Try it
All that is needed is every record, duplicated exactly.

━━━━━ Data ━━━━━

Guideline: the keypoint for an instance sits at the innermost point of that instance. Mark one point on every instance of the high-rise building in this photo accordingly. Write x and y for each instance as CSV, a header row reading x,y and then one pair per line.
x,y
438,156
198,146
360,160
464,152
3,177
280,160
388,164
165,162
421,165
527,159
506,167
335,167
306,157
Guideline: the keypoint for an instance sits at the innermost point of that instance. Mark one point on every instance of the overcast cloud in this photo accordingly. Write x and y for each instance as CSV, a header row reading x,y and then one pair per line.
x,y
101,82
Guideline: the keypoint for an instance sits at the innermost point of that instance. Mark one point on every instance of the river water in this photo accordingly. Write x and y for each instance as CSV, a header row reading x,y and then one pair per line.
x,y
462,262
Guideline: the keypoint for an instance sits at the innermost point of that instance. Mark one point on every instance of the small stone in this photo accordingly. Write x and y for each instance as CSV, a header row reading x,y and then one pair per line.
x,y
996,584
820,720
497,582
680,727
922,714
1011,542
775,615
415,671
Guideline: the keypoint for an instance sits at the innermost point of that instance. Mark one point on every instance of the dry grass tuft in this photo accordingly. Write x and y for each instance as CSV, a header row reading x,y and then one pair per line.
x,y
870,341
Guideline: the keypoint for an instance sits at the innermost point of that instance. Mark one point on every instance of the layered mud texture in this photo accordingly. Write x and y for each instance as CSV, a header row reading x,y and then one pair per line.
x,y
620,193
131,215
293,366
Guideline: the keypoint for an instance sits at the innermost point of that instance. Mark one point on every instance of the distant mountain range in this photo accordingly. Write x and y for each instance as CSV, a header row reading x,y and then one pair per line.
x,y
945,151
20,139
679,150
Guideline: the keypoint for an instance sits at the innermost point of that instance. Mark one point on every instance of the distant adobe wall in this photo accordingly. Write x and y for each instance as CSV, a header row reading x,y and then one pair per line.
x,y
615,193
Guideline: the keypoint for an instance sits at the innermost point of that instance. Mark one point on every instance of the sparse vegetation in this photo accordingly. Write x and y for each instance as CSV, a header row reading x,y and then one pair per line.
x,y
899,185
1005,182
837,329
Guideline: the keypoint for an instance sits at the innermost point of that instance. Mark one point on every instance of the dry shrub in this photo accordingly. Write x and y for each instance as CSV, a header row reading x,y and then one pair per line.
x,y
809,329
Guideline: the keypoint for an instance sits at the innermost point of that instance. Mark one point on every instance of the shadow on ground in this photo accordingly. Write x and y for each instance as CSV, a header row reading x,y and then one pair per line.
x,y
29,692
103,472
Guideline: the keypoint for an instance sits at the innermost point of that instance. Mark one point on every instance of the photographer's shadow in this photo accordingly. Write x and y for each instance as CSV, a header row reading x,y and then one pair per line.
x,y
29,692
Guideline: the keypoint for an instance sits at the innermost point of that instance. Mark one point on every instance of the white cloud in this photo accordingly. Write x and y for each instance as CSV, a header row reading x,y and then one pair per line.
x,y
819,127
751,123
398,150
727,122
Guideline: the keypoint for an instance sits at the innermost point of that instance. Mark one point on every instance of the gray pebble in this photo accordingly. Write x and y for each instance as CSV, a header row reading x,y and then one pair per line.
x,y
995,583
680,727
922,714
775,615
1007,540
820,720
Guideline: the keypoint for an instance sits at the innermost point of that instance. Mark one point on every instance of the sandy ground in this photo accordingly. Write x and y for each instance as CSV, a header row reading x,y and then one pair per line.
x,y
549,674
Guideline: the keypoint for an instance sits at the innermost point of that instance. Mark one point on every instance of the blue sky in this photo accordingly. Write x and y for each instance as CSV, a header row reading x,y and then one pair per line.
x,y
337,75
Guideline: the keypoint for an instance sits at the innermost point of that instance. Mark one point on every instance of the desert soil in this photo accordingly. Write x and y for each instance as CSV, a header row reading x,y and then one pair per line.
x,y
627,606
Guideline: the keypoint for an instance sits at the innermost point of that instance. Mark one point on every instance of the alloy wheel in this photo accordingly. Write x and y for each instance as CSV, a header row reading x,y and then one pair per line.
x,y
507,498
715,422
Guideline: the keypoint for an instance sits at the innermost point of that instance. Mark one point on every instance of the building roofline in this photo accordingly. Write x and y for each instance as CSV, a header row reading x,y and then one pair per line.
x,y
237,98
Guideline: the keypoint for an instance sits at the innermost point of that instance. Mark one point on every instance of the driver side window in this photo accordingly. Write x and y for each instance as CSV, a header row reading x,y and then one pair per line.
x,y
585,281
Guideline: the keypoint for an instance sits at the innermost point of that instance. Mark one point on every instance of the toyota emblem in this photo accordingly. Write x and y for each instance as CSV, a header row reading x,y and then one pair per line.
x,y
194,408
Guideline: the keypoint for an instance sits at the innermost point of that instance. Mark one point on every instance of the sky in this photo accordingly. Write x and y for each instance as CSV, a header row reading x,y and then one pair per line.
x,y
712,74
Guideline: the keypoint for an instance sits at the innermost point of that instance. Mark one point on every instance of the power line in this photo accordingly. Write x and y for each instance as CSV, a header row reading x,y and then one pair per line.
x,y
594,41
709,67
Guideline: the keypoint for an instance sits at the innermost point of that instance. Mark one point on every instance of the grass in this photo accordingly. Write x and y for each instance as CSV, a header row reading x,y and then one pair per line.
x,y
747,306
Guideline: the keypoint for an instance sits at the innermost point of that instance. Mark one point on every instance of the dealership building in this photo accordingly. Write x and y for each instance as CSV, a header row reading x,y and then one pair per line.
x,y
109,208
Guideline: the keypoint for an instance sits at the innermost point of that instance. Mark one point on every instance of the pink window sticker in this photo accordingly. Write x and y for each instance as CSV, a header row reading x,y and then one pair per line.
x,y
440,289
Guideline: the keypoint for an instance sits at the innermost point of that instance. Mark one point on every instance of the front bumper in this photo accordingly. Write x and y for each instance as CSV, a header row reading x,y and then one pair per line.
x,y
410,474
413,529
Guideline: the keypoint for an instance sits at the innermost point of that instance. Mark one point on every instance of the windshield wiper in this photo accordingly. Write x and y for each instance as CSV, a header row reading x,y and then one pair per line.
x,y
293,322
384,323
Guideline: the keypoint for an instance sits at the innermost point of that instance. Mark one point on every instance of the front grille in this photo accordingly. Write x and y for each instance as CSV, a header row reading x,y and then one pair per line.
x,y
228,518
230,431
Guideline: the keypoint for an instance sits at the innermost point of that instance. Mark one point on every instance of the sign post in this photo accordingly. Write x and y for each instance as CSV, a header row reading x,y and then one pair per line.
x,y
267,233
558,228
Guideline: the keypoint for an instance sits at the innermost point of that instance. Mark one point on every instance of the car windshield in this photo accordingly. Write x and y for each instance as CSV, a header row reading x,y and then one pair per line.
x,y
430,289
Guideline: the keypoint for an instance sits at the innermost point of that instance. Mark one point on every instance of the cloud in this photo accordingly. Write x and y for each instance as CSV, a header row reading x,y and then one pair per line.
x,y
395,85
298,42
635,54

━━━━━

Task solution
Guideline: the keypoint for an instance sits at the innermost point of that instance. Mark one point on every instance of the high-rise building in this photo accordingly. Write x and y for each instance as CSV, a header row reading x,y and then one pair per line.
x,y
438,156
198,146
360,160
464,152
3,177
280,160
388,164
165,162
421,165
527,159
506,167
335,167
306,157
Guideline: the keypoint for an instance sits at the innermost point of that instance. Mark one point on every instance of the overcast cloud in this photo accordingly. Write x and y for each instance as CSV, a header row reading x,y and then one pair per line.
x,y
101,82
Guideline: the keypoint for an instance sits at the innermost point of that instance. Mark one point on every instance of the river water in this photo accordingly. Write x and y for each instance as CSV, a header row reading x,y and then one pair per line.
x,y
462,262
Guideline: the keypoint for an instance sits at the innermost point of that instance. Mark one point on every instance of the small stone in this photo accordingly. Write x and y for each instance as CSV, a header row reading x,y and then one pair per line.
x,y
996,584
820,720
497,582
680,727
922,714
1011,542
775,615
415,671
Guideline: the keypoint for an instance sits at the innermost point of that instance. Mark one point on every instance of the dry grass tuft in this photo accordingly. Write x and y for each instance as CSV, a header row reading x,y and then one pair per line.
x,y
870,341
Guideline: the keypoint for an instance sits at the innermost point of that instance. Mark one point on every instance of the layered mud texture in this photo accordingly. Write x and y for each instance as CSV, a header row reading x,y and then one pair per line.
x,y
620,193
131,215
293,366
Guideline: the keypoint for an instance sits at the innermost point of that instance. Mark one point on every instance of the distant mountain range in this photo accordingly. Write x and y for each instance as CSV, a header row reading x,y and then one pair per line.
x,y
945,151
20,139
679,150
Guideline: the keypoint for an instance sits at the innermost point of that instance. Mark one point on every instance of the distant adobe wall in this photo accordingly. Write x and y for each instance as CSV, a header row reading x,y and then one pair per line.
x,y
615,193
Guideline: the keypoint for an instance sits at the innermost point of that instance. Mark one point on every instance of the sparse vegetation in this photo accordingly. Write x and y for each instance as CSV, a header row reading x,y and then one pair per line.
x,y
899,185
1005,182
837,329
Guideline: the keypoint for an instance sits at the innermost point of that instance. Mark one point on every instance of the dry shrub in this photo accordingly. Write x and y for each instance as CSV, a header row reading x,y and then one pair per line.
x,y
809,329
Guideline: the keypoint for an instance sits at the innermost point of that instance. Mark one point on every instance of the shadow on ground in this photo accordingly. Write x and y for each instance as CSV, a header row reading x,y and then one pair per line.
x,y
29,692
103,472
Guideline: the keypoint for an instance sits at the innermost point of that instance. Mark one point on every instance of the photographer's shadow in this photo accordingly. Write x and y for each instance as CSV, a header row reading x,y and then one pair per line.
x,y
29,692
Guideline: the keypoint for an instance sits at the innermost point of that instance. Mark one point on every instance of the white cloud in this photo accordingly. Write x and y for each instance as CSV, a header row reading x,y and then one pair per line.
x,y
819,127
751,123
398,150
727,122
Guideline: the keypoint for an instance sits at the innermost point of that instance. Mark one point on every instance of the gray pebble in this photo accordingly. Write x and y for each instance as CSV, a header row reading x,y and then one pair per line.
x,y
995,583
680,727
922,714
775,615
1007,540
820,720
Guideline: the keypoint for an instance sits at the innermost point of that instance. Mark one point on every instance of the sandy ground in this photo accordingly. Write x and y for each instance as CSV, a header row reading x,y and then one pair per line.
x,y
549,674
Guideline: the keypoint for an instance sits at the innermost point of that instance. Mark one point on every instance of the blue sky in this photo accordingly. Write x and y for each instance as CSV, a header row reading x,y and then one pair per line.
x,y
337,75
Guideline: the keypoint for an instance sits at the innermost point of that instance. Mark one point on every instance of the desert soil in this photo accordingly. Write x and y for each instance as CSV, a header row reading x,y and then one pair per line.
x,y
627,606
Guideline: the keypoint for an instance sits at the innermost point of that instance. Mark one point on every instance of the alloy wheel in this photo accordingly. Write x and y for each instance as CSV, a header row reading x,y and then one pair per line.
x,y
507,498
715,422
Guideline: the keypoint for an instance sits at the innermost point of that instance. Mark one point on every instance of the building roofline in this photo accordingly. Write x and y for each instance as CSV, a header row reading x,y and then one pair per line.
x,y
237,98
Guideline: the keypoint for an instance sits at the innermost point of that instance. Mark one point on every instance of the driver side window in this photo accordingly. Write x and y for each instance as CSV, a header row reading x,y and then one pair per line.
x,y
585,281
Guideline: the keypoint for an instance sits at the innermost point of that instance. Mark one point on every instance of the toyota emblem in this photo accordingly. Write x and y for each instance as CSV, a header row reading x,y and then one pair per line.
x,y
194,408
Guideline: the keypoint for an instance sits at the innermost point of that instance. Mark one point on every instance of the sky in this photo accordingly. Write x and y for each instance as CSV, a header row reading x,y and then one pair per line.
x,y
712,74
Guideline: the keypoint for an instance sits at the innermost point of that instance. Mark one point on every instance of the power line in this photo accordingly. Write x and y for each instance as CSV, a header row reading x,y and then one pair per line.
x,y
594,41
709,67
Guideline: the keypoint for an instance sits at the innermost point of that instance. Mark one point on every instance of the grass in this photo accordingly. Write x and y for each instance as CSV, a header row reading x,y and then one pair per line.
x,y
747,306
Guideline: the keypoint for an instance sits at the innermost point of that instance. Mark one point on every instance of the dealership building in this photo accordingly. Write x and y for each instance as CSV, a header row reading x,y and then one pair per line.
x,y
109,208
Guideline: the keypoint for an instance sits at the innermost point of that instance. Mark one point on every instance of the pink window sticker in this photo accordingly. Write x and y for each instance as CSV, a header row reading x,y and then one pair per line.
x,y
440,289
Guideline: the keypoint for an instance sits at the innermost point of that instance. Mark one point on every instance of the front bumper in this photo accordingly. Write x and y for each instance as CSV, a header row reading x,y and then one pair per line.
x,y
410,474
413,529
Guideline: the keypoint for an instance sits at the innermost point of that instance. Mark one point on every instance of the windshield wiper in this photo accordingly. Write x and y for each instance as CSV, a header row reading x,y and then one pair per line.
x,y
293,322
384,323
Guideline: the keypoint for an instance sits at the innermost point of that instance. Mark one point on every instance of the front grille in this photo accordingly. Write x and y for each instance as CSV, a header row reading x,y and then one pair per line.
x,y
228,518
230,431
Guideline: the keypoint for an instance sits at the innermost point of that instance. Mark one point on every instance of the sign post in this photo accordingly. Write x and y for each instance as CSV, a header row reading x,y and then one pair per line.
x,y
267,233
558,228
Guideline: the keypoint for an instance sits at the innermost point of that instance. Mark one point on every instance of the car windshield in this photo accordingly. Write x and y for each instance as CSV, a header row reading x,y and then one pair per line.
x,y
430,289
Guideline: the keypoint for an instance sits at the innermost point of that instance. Mark one point on every instance of the cloud in this photo accordingly. Write x and y for each instance as CSV, a header row reading x,y and then one pair per line.
x,y
395,85
298,42
635,54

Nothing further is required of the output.